**PASSAGE**:
While the limited activities engaged in by Landmark and Monroe Tube may have been insufficient to establish a § 8(a)(1) violation, Texaco’s activities went beyond those of Landmark and Monroe Tube. Like Landmark and Monroe Tube, Texaco provided its employees with requested information on union withdrawal. However, unlike those companies, Texaco initiated the idea of cancelling the collective bargaining agreement and persuaded the Workmen’s Committee to adopt it, fully prepared the required withdrawal documents, suspended the plant’s no-solicitation rule to allow the committee members to solicit signatures for the anti-union petition, provided company offices for employee solicitation, paid the employees for time spent conducting anti-union activities, and participated in the circulation of the anti-union documents.

As the Second Circuit noted in Monroe Tube, the propriety of an employer’s conduct “must be assessed in light of all the facts in the case.” 545 F.2d at 1325. We agree that “the essence of the proscribed conduct [under § 8(a)(1) ] is not merely opposition to union activity, but interference or coercion which makes impossible the free exercise of employees’ rights.” Ibid. (Emphasis added.) We conclude that the totality of the facts as set out above clearly show that Texaco’s conduct went beyond mere expressed “opposition” to union activity and reached the level of interference with the rights of the employees to exercise freely the choices provided in § 7 of the Act.

III. SECTION 8(a)(5) VIOLATION

Section 8(a)(5) of the Act makes it an unfair labor practice for an employer “to refuse to bargain collectively with the representatives of his employees.” The Board adopted the ALJ’s findings that Texaco had violated § 8(a)(5) by “unilaterally terminating the collective-bargaining agreement and ceasing the deduction and remittance of union dues.” Texaco argues that it validly terminated the collective bargaining agreement pursuant to the memorandum of agreement which expressly indicated the employees’ desire and intent to withdraw from the Union. The ALJ found, however, that the memorandum of agreement was invalid because (1) it was based upon the anti-union petition which had been tainted by the Company’s unlawful encouragement and assistance, and (2) the members of the Workmen’s Committee lacked authority to sign the memorandum of agreement on behalf of Union employees since it had not been ratified by the members of the bargaining unit as required by the Union’s constitution and bylaws and in accordance with the parties’ past practice.3

As we have discussed at length, it is clear that the anti-union petition was unlawfully conceived and circulated. It is also clear that the members of the Workmen’s Committee relied upon improperly obtained petition signatures in concluding they had authority to sign the memorandum of agreement on behalf of the employees. The committee members’ reliance on the petitions as authority for signing the memorandum of agreement is demonstrated by Sutton’s statement to employee McLemore that he (Sutton) was going to circulate the petition until “at least 51 percent of [the employees] sign.” Thus, we find substantial evidence *1236to support the finding of the Board that the memorandum of agreement was tainted by the anti-union petition which did not disclose the plan to cancel the collective bargaining contract. Texaco, therefore, unlawfully relied upon the illegal petition as a basis for terminating the collective bargaining agreement.

(Region labeling data)
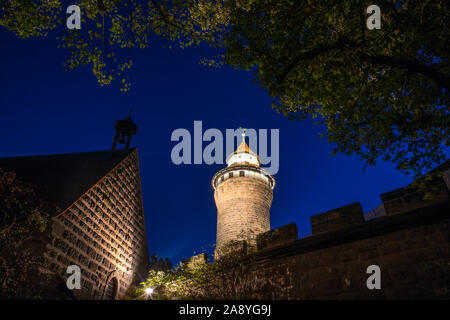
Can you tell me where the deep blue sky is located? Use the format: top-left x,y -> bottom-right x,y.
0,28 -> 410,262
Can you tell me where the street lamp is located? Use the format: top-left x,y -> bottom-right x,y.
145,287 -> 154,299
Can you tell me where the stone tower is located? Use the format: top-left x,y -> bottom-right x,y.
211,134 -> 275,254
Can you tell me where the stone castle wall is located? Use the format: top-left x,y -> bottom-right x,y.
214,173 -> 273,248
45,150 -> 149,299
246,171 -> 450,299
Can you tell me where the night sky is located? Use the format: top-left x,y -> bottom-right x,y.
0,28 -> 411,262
--
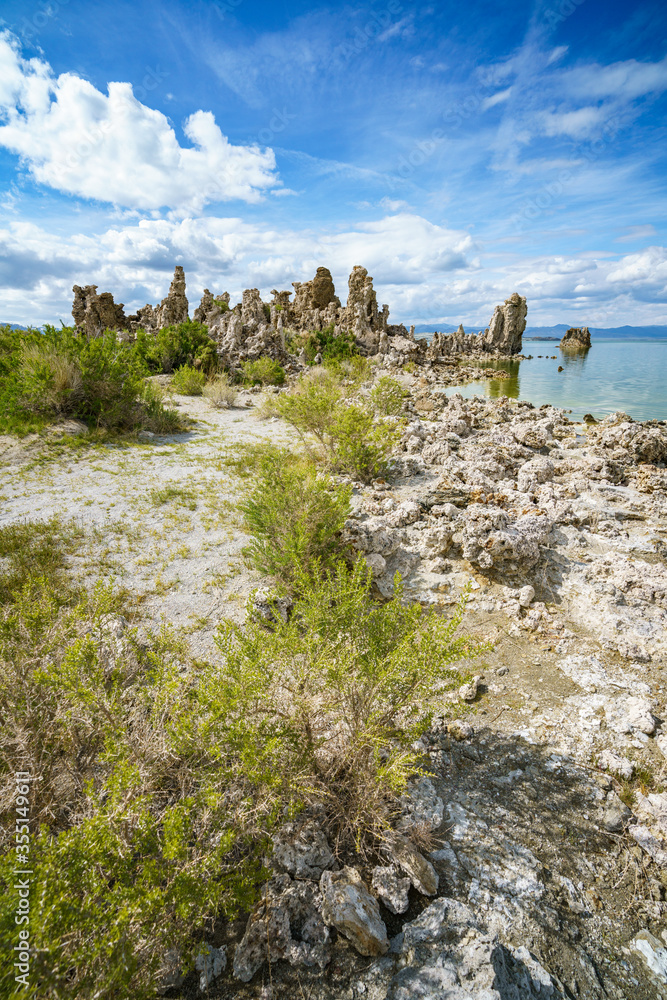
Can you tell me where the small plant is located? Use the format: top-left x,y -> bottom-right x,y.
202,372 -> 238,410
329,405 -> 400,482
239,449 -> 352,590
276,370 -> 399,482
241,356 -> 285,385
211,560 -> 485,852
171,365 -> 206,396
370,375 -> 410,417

**THE TASK**:
Please repeat part of the Texaco ruling word for word, beginning at "As the Second" and stopping after "of the Act.". The data is not needed for anything here.

**ANSWER TO THIS EXERCISE**:
As the Second Circuit noted in Monroe Tube, the propriety of an employer’s conduct “must be assessed in light of all the facts in the case.” 545 F.2d at 1325. We agree that “the essence of the proscribed conduct [under § 8(a)(1) ] is not merely opposition to union activity, but interference or coercion which makes impossible the free exercise of employees’ rights.” Ibid. (Emphasis added.) We conclude that the totality of the facts as set out above clearly show that Texaco’s conduct went beyond mere expressed “opposition” to union activity and reached the level of interference with the rights of the employees to exercise freely the choices provided in § 7 of the Act.